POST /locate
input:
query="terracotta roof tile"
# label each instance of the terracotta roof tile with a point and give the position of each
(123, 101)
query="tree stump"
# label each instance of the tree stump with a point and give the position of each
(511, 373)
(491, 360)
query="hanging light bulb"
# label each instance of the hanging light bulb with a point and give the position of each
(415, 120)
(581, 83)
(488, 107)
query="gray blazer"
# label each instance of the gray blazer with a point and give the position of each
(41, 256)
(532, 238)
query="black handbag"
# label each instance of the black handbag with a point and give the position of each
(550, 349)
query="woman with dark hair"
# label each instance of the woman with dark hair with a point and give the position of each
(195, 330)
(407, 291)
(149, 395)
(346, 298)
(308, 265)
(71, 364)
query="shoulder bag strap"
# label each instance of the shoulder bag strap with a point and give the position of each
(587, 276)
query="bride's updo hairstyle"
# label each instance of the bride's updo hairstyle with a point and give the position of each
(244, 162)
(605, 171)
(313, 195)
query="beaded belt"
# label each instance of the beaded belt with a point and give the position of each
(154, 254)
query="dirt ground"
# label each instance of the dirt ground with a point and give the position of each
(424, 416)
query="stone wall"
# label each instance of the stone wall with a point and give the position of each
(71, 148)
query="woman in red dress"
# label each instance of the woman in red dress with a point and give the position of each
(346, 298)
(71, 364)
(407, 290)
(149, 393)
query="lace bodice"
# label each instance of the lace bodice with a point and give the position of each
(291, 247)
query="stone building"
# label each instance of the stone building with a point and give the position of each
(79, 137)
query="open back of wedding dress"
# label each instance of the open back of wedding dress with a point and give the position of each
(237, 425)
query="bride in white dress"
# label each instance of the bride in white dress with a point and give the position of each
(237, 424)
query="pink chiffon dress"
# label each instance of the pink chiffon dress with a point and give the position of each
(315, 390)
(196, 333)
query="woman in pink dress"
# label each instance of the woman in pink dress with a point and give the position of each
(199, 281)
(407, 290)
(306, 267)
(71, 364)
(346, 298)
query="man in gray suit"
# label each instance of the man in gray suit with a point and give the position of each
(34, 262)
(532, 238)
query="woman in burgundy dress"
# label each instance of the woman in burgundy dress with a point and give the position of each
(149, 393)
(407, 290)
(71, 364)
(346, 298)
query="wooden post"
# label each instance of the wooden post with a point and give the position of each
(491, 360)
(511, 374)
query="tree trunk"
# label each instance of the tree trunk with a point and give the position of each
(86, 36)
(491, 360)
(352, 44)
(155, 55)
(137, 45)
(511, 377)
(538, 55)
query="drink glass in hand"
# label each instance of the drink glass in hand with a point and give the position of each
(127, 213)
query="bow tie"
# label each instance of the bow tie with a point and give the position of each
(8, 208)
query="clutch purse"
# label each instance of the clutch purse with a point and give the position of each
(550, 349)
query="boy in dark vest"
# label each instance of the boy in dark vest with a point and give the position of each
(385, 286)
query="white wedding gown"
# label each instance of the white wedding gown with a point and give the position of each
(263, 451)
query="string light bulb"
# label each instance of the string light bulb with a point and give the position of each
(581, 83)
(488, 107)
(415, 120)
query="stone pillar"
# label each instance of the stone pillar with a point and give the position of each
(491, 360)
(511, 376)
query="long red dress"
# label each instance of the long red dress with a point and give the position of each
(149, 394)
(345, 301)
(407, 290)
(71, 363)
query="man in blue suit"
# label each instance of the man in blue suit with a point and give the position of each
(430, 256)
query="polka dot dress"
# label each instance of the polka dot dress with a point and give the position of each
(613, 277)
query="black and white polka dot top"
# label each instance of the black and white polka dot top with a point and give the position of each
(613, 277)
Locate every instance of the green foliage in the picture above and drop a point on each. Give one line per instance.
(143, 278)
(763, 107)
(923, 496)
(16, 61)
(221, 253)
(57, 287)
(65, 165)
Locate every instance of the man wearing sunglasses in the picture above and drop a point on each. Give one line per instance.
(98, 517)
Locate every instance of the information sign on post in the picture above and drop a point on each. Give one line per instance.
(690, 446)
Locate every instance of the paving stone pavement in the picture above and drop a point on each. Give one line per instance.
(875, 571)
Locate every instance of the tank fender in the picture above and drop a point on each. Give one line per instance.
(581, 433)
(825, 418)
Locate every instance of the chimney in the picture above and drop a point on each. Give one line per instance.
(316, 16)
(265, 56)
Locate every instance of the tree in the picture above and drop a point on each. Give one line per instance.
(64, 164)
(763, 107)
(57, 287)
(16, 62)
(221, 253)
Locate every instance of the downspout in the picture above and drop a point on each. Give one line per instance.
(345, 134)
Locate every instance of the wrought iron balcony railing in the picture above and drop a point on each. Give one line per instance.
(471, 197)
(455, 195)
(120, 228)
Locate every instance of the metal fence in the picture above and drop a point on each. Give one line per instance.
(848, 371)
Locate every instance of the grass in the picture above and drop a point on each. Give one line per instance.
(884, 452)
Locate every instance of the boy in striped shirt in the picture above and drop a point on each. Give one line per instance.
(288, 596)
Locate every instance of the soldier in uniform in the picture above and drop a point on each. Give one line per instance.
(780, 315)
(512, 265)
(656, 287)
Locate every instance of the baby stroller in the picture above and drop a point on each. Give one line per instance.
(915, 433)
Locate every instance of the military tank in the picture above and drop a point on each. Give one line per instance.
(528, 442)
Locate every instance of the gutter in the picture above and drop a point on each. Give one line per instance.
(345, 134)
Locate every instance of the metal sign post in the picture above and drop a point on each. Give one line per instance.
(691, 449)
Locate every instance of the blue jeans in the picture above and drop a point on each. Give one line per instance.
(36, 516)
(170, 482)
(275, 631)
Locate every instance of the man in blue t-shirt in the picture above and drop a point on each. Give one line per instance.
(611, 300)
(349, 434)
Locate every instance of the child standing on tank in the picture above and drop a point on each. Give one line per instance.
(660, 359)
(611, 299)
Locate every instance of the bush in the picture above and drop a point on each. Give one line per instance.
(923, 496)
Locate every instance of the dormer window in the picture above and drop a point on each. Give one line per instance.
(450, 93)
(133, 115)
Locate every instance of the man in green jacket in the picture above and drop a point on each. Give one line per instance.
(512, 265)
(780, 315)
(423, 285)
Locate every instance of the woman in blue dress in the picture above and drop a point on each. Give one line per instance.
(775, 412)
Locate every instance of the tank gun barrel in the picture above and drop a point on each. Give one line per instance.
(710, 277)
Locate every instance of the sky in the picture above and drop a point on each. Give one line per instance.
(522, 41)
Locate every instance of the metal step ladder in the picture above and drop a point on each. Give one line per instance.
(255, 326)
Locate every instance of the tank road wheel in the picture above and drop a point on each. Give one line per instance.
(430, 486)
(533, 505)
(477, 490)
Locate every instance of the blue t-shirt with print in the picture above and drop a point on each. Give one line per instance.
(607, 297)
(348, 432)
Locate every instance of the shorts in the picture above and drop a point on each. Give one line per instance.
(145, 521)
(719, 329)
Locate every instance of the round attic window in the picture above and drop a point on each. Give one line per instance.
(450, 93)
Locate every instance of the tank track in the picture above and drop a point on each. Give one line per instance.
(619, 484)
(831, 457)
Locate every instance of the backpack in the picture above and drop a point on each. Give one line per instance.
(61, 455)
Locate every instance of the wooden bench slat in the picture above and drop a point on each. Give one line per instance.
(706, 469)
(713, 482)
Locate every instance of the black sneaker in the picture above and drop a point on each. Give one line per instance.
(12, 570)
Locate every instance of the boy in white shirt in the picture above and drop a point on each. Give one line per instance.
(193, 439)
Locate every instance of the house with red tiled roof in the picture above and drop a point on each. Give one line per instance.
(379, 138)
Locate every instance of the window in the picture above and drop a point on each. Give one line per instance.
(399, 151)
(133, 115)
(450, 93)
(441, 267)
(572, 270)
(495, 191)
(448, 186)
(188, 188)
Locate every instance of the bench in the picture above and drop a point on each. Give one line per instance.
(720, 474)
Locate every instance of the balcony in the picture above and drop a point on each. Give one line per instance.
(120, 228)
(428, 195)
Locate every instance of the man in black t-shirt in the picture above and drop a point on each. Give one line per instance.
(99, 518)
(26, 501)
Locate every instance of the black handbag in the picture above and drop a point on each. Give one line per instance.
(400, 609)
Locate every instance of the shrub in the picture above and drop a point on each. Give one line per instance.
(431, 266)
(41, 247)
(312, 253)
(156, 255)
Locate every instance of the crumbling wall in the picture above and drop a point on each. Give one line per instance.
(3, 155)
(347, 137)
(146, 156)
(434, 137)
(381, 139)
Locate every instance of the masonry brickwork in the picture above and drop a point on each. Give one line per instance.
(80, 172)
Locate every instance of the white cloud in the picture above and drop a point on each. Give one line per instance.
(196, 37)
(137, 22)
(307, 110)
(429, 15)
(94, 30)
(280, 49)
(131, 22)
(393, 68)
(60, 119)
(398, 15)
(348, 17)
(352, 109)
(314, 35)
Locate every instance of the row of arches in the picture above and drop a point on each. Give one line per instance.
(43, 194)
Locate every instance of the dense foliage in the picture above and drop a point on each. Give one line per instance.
※ ※ ※
> WHAT YOU WILL DO
Transcribe exactly, and only, the lines from the one bearing "Locate every instance of the black sneaker" through the last line of the entries, counting both.

> COMPLETED TASK
Locate every instance of the black sneaker in the picture above and drop a point on each. Give one line per instance.
(12, 570)
Locate every instance of the boy in white shirt in the picture above and drop a point on each. Give one line per instance.
(193, 439)
Locate every instance of the house with red tiled roof in the picture above and drop a point on each. Give one line per instance.
(379, 138)
Locate every instance of the window in the picture above and drop a point on each. Give one line per instance.
(399, 151)
(133, 115)
(450, 93)
(441, 267)
(572, 270)
(495, 191)
(448, 186)
(188, 188)
Locate every instance of the bench in the picture above and drop a point on each. Give one line per instance.
(720, 474)
Locate every instance of the balcony in the picture above and drop a point on each. Give one line per instance.
(120, 228)
(428, 195)
Locate every instance of the man in black t-shirt in the picture above and drop a point on each. Give one line per instance.
(99, 518)
(26, 501)
Locate every instance of the black handbag in the picture above and drop a point on each. Give one line per instance.
(400, 609)
Locate every instance of the shrub in the picture above and drop a point on each. Give one line per instance.
(431, 266)
(41, 247)
(312, 253)
(156, 255)
Locate every instance of the crumbling wall in the picture above and drop a point on each. Give one line per instance.
(3, 155)
(347, 137)
(146, 156)
(434, 137)
(381, 139)
Locate every instance of the masonry brickwork in the picture above and drop a point on each. Give one line per instance.
(80, 172)
Locate every instance of the white cloud in the picture above and drop a point on each. Give one line per instance.
(196, 37)
(137, 22)
(307, 110)
(429, 15)
(94, 30)
(280, 49)
(131, 22)
(393, 68)
(60, 119)
(398, 15)
(348, 17)
(352, 109)
(314, 35)
Locate every instance of the row of arches in the picture above and drop a point on each. Give one line per instance.
(43, 194)
Locate every instance of the dense foliage in the picture above and drop a point on each. Give one line per instance.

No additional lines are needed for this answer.